WHAT IS REQUIRED | List every channel that the text below on issues and crisis management names for pushing out the same message to district staff.

EXCERPTED TEXT |
Understanding the difference between an issue and a crisis can help explain why staying ahead of issues is better than sweeping up behind them. I love how crisis management consultant Tony Jaques illustrates this difference: “Issues management is steering the ship out of troubled waters. Crisis management is trying to save the ship after it has struck an iceberg.”
Getting ahead of known issues allows us to address them before they become crises. The more proactive we are with issues management, the less likely it is that an issue becomes a crisis.
The same philosophy applies when we mess something up. I did a presentation years ago called “Mess Up, Fess Up, Fix It.” If we’ve made a mistake, we have to fess up and then actually tell people what we’re going to do about it.
It’s hard. It takes time to do all of that. It takes more time to be proactive than it does to react. But that’s what we have to do.
Part of being proactive is presenting a unified message. How do you get teachers and other staff members on message across the whole district?
That’s such a good question because that’s very hard to do, but not impossible. We are always addressing our staff’s needs and their questions, especially if we are in a crisis situation. We are so big—about 8,500 staff members—so it’s not one-size-fits-all. We take a multichannel approach, pushing out the same message by email, by video, by text message—so that everyone knows what’s going on.

SUPPLIED DATA |
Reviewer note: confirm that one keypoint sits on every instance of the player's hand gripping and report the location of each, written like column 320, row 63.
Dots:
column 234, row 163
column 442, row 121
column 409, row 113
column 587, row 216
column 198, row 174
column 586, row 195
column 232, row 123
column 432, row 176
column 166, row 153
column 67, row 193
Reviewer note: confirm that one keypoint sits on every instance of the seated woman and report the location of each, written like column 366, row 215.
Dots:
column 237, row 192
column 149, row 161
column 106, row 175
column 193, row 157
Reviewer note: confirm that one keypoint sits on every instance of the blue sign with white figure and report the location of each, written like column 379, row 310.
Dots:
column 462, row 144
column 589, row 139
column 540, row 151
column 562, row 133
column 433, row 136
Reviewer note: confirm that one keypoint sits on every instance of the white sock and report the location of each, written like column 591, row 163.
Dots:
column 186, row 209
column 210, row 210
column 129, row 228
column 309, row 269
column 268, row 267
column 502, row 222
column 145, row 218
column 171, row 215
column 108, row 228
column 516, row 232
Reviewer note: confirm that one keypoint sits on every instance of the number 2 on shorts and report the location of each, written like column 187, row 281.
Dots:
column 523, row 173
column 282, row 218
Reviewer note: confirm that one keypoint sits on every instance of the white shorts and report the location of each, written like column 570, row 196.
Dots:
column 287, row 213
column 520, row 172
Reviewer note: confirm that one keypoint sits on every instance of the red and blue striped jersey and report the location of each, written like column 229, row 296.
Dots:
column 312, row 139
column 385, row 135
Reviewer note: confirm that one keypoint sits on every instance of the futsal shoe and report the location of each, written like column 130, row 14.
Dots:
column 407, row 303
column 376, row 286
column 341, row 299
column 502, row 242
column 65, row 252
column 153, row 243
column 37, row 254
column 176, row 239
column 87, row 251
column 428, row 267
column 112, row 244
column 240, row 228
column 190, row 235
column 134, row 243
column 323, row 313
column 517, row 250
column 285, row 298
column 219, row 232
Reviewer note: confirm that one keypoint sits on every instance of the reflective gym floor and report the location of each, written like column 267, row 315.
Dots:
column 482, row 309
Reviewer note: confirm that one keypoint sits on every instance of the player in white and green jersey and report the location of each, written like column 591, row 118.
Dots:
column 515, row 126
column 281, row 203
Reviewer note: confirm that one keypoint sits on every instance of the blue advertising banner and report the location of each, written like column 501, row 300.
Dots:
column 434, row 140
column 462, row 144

OUTPUT | Email, video, and text message.